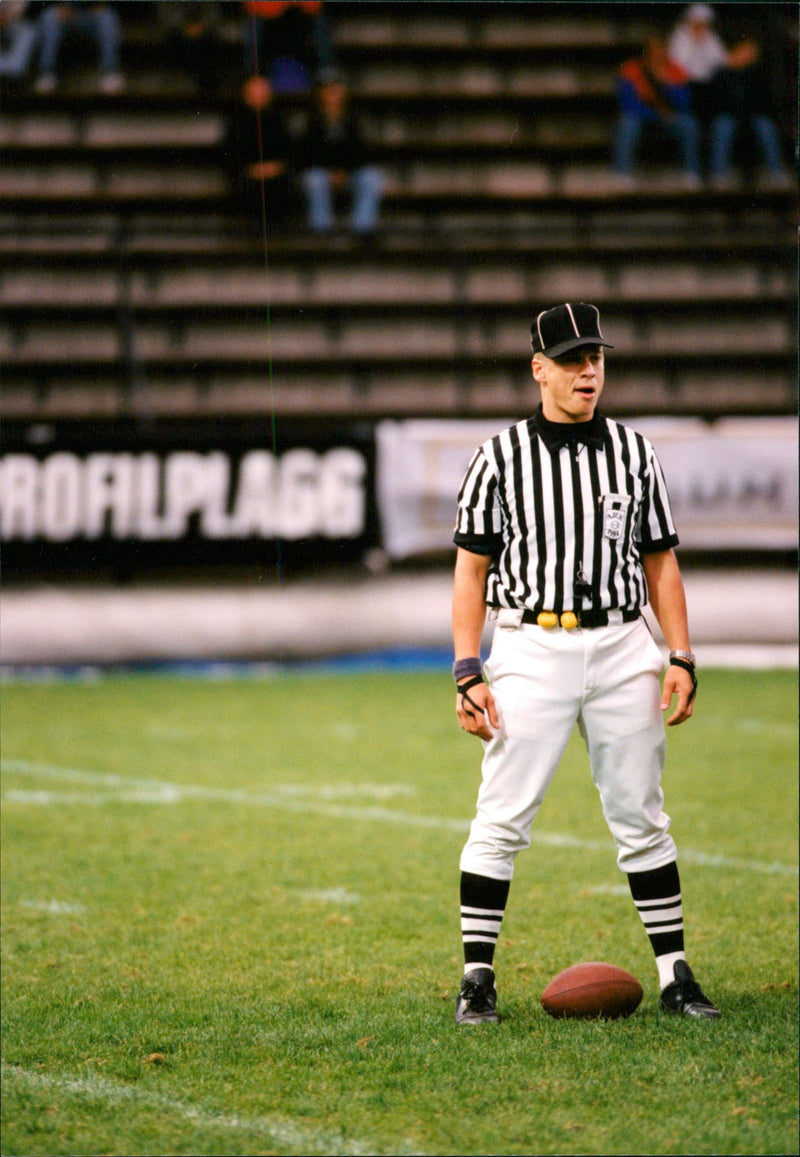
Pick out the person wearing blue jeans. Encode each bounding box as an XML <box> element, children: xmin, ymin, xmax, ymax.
<box><xmin>613</xmin><ymin>38</ymin><xmax>700</xmax><ymax>186</ymax></box>
<box><xmin>303</xmin><ymin>164</ymin><xmax>383</xmax><ymax>235</ymax></box>
<box><xmin>298</xmin><ymin>77</ymin><xmax>383</xmax><ymax>238</ymax></box>
<box><xmin>709</xmin><ymin>112</ymin><xmax>787</xmax><ymax>184</ymax></box>
<box><xmin>34</xmin><ymin>2</ymin><xmax>123</xmax><ymax>93</ymax></box>
<box><xmin>0</xmin><ymin>3</ymin><xmax>38</xmax><ymax>81</ymax></box>
<box><xmin>668</xmin><ymin>6</ymin><xmax>791</xmax><ymax>188</ymax></box>
<box><xmin>706</xmin><ymin>42</ymin><xmax>791</xmax><ymax>187</ymax></box>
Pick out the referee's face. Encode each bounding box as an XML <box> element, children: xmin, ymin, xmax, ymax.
<box><xmin>532</xmin><ymin>347</ymin><xmax>605</xmax><ymax>424</ymax></box>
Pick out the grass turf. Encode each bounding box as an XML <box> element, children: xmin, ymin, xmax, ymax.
<box><xmin>1</xmin><ymin>667</ymin><xmax>797</xmax><ymax>1156</ymax></box>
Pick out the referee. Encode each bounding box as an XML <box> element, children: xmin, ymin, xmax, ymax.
<box><xmin>451</xmin><ymin>302</ymin><xmax>720</xmax><ymax>1025</ymax></box>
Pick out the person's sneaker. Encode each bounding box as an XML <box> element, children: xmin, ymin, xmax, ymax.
<box><xmin>455</xmin><ymin>967</ymin><xmax>499</xmax><ymax>1025</ymax></box>
<box><xmin>34</xmin><ymin>74</ymin><xmax>57</xmax><ymax>94</ymax></box>
<box><xmin>660</xmin><ymin>960</ymin><xmax>721</xmax><ymax>1019</ymax></box>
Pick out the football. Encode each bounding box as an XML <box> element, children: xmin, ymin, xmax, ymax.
<box><xmin>540</xmin><ymin>961</ymin><xmax>643</xmax><ymax>1020</ymax></box>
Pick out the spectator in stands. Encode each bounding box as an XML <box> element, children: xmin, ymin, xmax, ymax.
<box><xmin>241</xmin><ymin>1</ymin><xmax>336</xmax><ymax>94</ymax></box>
<box><xmin>33</xmin><ymin>2</ymin><xmax>124</xmax><ymax>94</ymax></box>
<box><xmin>612</xmin><ymin>37</ymin><xmax>701</xmax><ymax>187</ymax></box>
<box><xmin>226</xmin><ymin>73</ymin><xmax>296</xmax><ymax>238</ymax></box>
<box><xmin>156</xmin><ymin>2</ymin><xmax>228</xmax><ymax>94</ymax></box>
<box><xmin>667</xmin><ymin>3</ymin><xmax>789</xmax><ymax>186</ymax></box>
<box><xmin>298</xmin><ymin>75</ymin><xmax>383</xmax><ymax>240</ymax></box>
<box><xmin>0</xmin><ymin>2</ymin><xmax>38</xmax><ymax>83</ymax></box>
<box><xmin>702</xmin><ymin>37</ymin><xmax>792</xmax><ymax>188</ymax></box>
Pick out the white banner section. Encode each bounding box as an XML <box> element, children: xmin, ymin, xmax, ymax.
<box><xmin>376</xmin><ymin>417</ymin><xmax>798</xmax><ymax>559</ymax></box>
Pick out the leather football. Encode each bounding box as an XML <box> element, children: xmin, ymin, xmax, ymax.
<box><xmin>541</xmin><ymin>961</ymin><xmax>643</xmax><ymax>1019</ymax></box>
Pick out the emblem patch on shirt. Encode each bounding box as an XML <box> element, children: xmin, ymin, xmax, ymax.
<box><xmin>601</xmin><ymin>494</ymin><xmax>631</xmax><ymax>540</ymax></box>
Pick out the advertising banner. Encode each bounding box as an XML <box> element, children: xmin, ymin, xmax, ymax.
<box><xmin>626</xmin><ymin>417</ymin><xmax>798</xmax><ymax>550</ymax></box>
<box><xmin>0</xmin><ymin>419</ymin><xmax>378</xmax><ymax>578</ymax></box>
<box><xmin>2</xmin><ymin>416</ymin><xmax>795</xmax><ymax>578</ymax></box>
<box><xmin>376</xmin><ymin>417</ymin><xmax>798</xmax><ymax>559</ymax></box>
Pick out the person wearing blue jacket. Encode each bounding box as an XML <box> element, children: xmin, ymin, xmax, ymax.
<box><xmin>612</xmin><ymin>37</ymin><xmax>701</xmax><ymax>186</ymax></box>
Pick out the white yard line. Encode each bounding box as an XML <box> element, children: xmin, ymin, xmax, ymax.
<box><xmin>298</xmin><ymin>887</ymin><xmax>362</xmax><ymax>905</ymax></box>
<box><xmin>3</xmin><ymin>759</ymin><xmax>797</xmax><ymax>878</ymax></box>
<box><xmin>18</xmin><ymin>899</ymin><xmax>86</xmax><ymax>915</ymax></box>
<box><xmin>0</xmin><ymin>1064</ymin><xmax>425</xmax><ymax>1157</ymax></box>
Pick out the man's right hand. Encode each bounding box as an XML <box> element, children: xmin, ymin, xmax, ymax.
<box><xmin>455</xmin><ymin>679</ymin><xmax>499</xmax><ymax>740</ymax></box>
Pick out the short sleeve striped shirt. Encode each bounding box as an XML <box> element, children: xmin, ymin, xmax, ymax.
<box><xmin>453</xmin><ymin>407</ymin><xmax>679</xmax><ymax>615</ymax></box>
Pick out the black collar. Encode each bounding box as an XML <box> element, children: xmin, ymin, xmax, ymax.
<box><xmin>532</xmin><ymin>405</ymin><xmax>607</xmax><ymax>451</ymax></box>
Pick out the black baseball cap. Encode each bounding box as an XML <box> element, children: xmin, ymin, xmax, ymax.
<box><xmin>530</xmin><ymin>303</ymin><xmax>613</xmax><ymax>359</ymax></box>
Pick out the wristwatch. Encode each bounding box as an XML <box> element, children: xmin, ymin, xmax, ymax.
<box><xmin>669</xmin><ymin>649</ymin><xmax>696</xmax><ymax>667</ymax></box>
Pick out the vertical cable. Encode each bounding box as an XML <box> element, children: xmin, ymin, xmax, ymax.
<box><xmin>247</xmin><ymin>14</ymin><xmax>282</xmax><ymax>585</ymax></box>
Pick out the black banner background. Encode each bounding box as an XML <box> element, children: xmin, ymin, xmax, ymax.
<box><xmin>0</xmin><ymin>418</ymin><xmax>380</xmax><ymax>582</ymax></box>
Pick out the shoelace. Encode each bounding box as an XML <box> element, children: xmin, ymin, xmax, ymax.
<box><xmin>674</xmin><ymin>974</ymin><xmax>712</xmax><ymax>1008</ymax></box>
<box><xmin>462</xmin><ymin>977</ymin><xmax>494</xmax><ymax>1011</ymax></box>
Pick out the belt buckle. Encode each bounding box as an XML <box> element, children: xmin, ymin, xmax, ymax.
<box><xmin>536</xmin><ymin>611</ymin><xmax>578</xmax><ymax>630</ymax></box>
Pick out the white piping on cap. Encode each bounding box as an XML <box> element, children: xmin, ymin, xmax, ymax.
<box><xmin>588</xmin><ymin>303</ymin><xmax>606</xmax><ymax>341</ymax></box>
<box><xmin>564</xmin><ymin>302</ymin><xmax>580</xmax><ymax>337</ymax></box>
<box><xmin>535</xmin><ymin>310</ymin><xmax>546</xmax><ymax>349</ymax></box>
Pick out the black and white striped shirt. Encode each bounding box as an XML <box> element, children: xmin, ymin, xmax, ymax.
<box><xmin>454</xmin><ymin>406</ymin><xmax>679</xmax><ymax>615</ymax></box>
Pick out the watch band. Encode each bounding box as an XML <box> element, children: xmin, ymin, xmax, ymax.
<box><xmin>669</xmin><ymin>649</ymin><xmax>696</xmax><ymax>668</ymax></box>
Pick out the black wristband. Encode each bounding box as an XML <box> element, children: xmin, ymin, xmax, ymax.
<box><xmin>669</xmin><ymin>656</ymin><xmax>698</xmax><ymax>703</ymax></box>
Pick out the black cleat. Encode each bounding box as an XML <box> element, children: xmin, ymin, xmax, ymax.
<box><xmin>455</xmin><ymin>967</ymin><xmax>500</xmax><ymax>1025</ymax></box>
<box><xmin>660</xmin><ymin>960</ymin><xmax>721</xmax><ymax>1019</ymax></box>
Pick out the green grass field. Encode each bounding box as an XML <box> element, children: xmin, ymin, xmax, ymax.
<box><xmin>1</xmin><ymin>666</ymin><xmax>797</xmax><ymax>1156</ymax></box>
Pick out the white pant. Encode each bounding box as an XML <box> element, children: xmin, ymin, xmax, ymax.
<box><xmin>460</xmin><ymin>616</ymin><xmax>677</xmax><ymax>880</ymax></box>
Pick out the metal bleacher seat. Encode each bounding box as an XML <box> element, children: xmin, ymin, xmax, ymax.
<box><xmin>0</xmin><ymin>1</ymin><xmax>795</xmax><ymax>424</ymax></box>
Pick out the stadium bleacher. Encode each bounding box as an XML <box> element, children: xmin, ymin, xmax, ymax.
<box><xmin>1</xmin><ymin>1</ymin><xmax>796</xmax><ymax>423</ymax></box>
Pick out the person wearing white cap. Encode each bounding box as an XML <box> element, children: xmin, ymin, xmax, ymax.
<box><xmin>668</xmin><ymin>5</ymin><xmax>732</xmax><ymax>83</ymax></box>
<box><xmin>669</xmin><ymin>5</ymin><xmax>790</xmax><ymax>186</ymax></box>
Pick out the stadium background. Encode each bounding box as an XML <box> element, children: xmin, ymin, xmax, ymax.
<box><xmin>1</xmin><ymin>0</ymin><xmax>797</xmax><ymax>669</ymax></box>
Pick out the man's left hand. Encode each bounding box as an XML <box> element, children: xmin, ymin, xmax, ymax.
<box><xmin>661</xmin><ymin>665</ymin><xmax>696</xmax><ymax>726</ymax></box>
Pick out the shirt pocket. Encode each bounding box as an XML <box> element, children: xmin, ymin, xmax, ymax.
<box><xmin>599</xmin><ymin>493</ymin><xmax>632</xmax><ymax>541</ymax></box>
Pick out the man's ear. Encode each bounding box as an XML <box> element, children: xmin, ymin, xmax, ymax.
<box><xmin>531</xmin><ymin>355</ymin><xmax>546</xmax><ymax>384</ymax></box>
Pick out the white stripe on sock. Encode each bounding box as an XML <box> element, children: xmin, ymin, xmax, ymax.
<box><xmin>464</xmin><ymin>962</ymin><xmax>494</xmax><ymax>977</ymax></box>
<box><xmin>638</xmin><ymin>905</ymin><xmax>684</xmax><ymax>925</ymax></box>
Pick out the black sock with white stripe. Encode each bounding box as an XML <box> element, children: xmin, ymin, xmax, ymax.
<box><xmin>628</xmin><ymin>861</ymin><xmax>686</xmax><ymax>990</ymax></box>
<box><xmin>460</xmin><ymin>871</ymin><xmax>510</xmax><ymax>974</ymax></box>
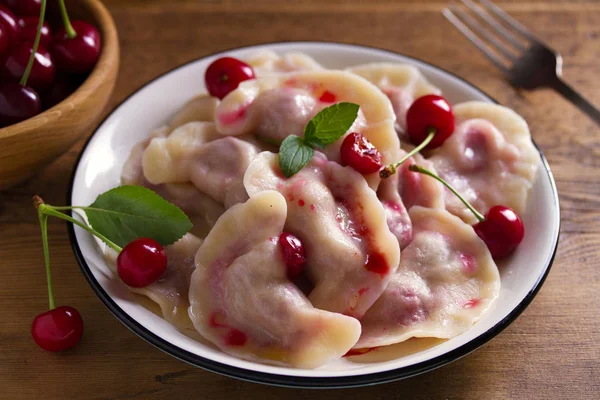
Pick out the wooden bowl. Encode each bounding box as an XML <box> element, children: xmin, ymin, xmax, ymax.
<box><xmin>0</xmin><ymin>0</ymin><xmax>119</xmax><ymax>190</ymax></box>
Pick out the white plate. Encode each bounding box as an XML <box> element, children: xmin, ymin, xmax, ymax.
<box><xmin>68</xmin><ymin>42</ymin><xmax>560</xmax><ymax>388</ymax></box>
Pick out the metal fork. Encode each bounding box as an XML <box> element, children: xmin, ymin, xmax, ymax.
<box><xmin>444</xmin><ymin>0</ymin><xmax>600</xmax><ymax>125</ymax></box>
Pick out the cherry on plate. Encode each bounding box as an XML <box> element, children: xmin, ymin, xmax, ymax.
<box><xmin>2</xmin><ymin>42</ymin><xmax>55</xmax><ymax>90</ymax></box>
<box><xmin>50</xmin><ymin>20</ymin><xmax>101</xmax><ymax>74</ymax></box>
<box><xmin>205</xmin><ymin>57</ymin><xmax>255</xmax><ymax>100</ymax></box>
<box><xmin>0</xmin><ymin>5</ymin><xmax>19</xmax><ymax>44</ymax></box>
<box><xmin>117</xmin><ymin>237</ymin><xmax>167</xmax><ymax>288</ymax></box>
<box><xmin>17</xmin><ymin>16</ymin><xmax>52</xmax><ymax>47</ymax></box>
<box><xmin>278</xmin><ymin>232</ymin><xmax>306</xmax><ymax>280</ymax></box>
<box><xmin>340</xmin><ymin>132</ymin><xmax>383</xmax><ymax>174</ymax></box>
<box><xmin>3</xmin><ymin>0</ymin><xmax>41</xmax><ymax>17</ymax></box>
<box><xmin>0</xmin><ymin>83</ymin><xmax>41</xmax><ymax>127</ymax></box>
<box><xmin>31</xmin><ymin>305</ymin><xmax>84</xmax><ymax>352</ymax></box>
<box><xmin>473</xmin><ymin>205</ymin><xmax>524</xmax><ymax>259</ymax></box>
<box><xmin>406</xmin><ymin>94</ymin><xmax>455</xmax><ymax>149</ymax></box>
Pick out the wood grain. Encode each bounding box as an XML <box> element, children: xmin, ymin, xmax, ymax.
<box><xmin>0</xmin><ymin>0</ymin><xmax>598</xmax><ymax>398</ymax></box>
<box><xmin>0</xmin><ymin>0</ymin><xmax>119</xmax><ymax>190</ymax></box>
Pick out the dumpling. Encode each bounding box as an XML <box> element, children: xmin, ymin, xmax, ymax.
<box><xmin>140</xmin><ymin>121</ymin><xmax>260</xmax><ymax>208</ymax></box>
<box><xmin>104</xmin><ymin>233</ymin><xmax>203</xmax><ymax>331</ymax></box>
<box><xmin>188</xmin><ymin>191</ymin><xmax>361</xmax><ymax>368</ymax></box>
<box><xmin>347</xmin><ymin>63</ymin><xmax>441</xmax><ymax>141</ymax></box>
<box><xmin>244</xmin><ymin>152</ymin><xmax>401</xmax><ymax>319</ymax></box>
<box><xmin>122</xmin><ymin>133</ymin><xmax>225</xmax><ymax>238</ymax></box>
<box><xmin>428</xmin><ymin>102</ymin><xmax>539</xmax><ymax>224</ymax></box>
<box><xmin>357</xmin><ymin>206</ymin><xmax>500</xmax><ymax>348</ymax></box>
<box><xmin>215</xmin><ymin>70</ymin><xmax>400</xmax><ymax>178</ymax></box>
<box><xmin>167</xmin><ymin>95</ymin><xmax>219</xmax><ymax>128</ymax></box>
<box><xmin>245</xmin><ymin>50</ymin><xmax>324</xmax><ymax>76</ymax></box>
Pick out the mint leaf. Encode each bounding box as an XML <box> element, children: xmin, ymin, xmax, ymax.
<box><xmin>278</xmin><ymin>135</ymin><xmax>314</xmax><ymax>178</ymax></box>
<box><xmin>85</xmin><ymin>186</ymin><xmax>192</xmax><ymax>248</ymax></box>
<box><xmin>304</xmin><ymin>102</ymin><xmax>359</xmax><ymax>148</ymax></box>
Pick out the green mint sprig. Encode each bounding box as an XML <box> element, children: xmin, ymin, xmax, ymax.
<box><xmin>278</xmin><ymin>102</ymin><xmax>359</xmax><ymax>178</ymax></box>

☆ ☆ ☆

Start copying at the line that contains "Pick out the mint" and stop after the last line of the records, keeping every line exactly.

Pick out the mint leaf. Encode each bounding box as an XML <box> element, children: xmin, ymin, xmax, ymax.
<box><xmin>278</xmin><ymin>135</ymin><xmax>314</xmax><ymax>178</ymax></box>
<box><xmin>85</xmin><ymin>186</ymin><xmax>192</xmax><ymax>248</ymax></box>
<box><xmin>304</xmin><ymin>102</ymin><xmax>359</xmax><ymax>148</ymax></box>
Pick out the green mint sprig. Encode each bounding box as an XML <box> element, children: xmin, ymin, xmax, ymax.
<box><xmin>278</xmin><ymin>102</ymin><xmax>359</xmax><ymax>178</ymax></box>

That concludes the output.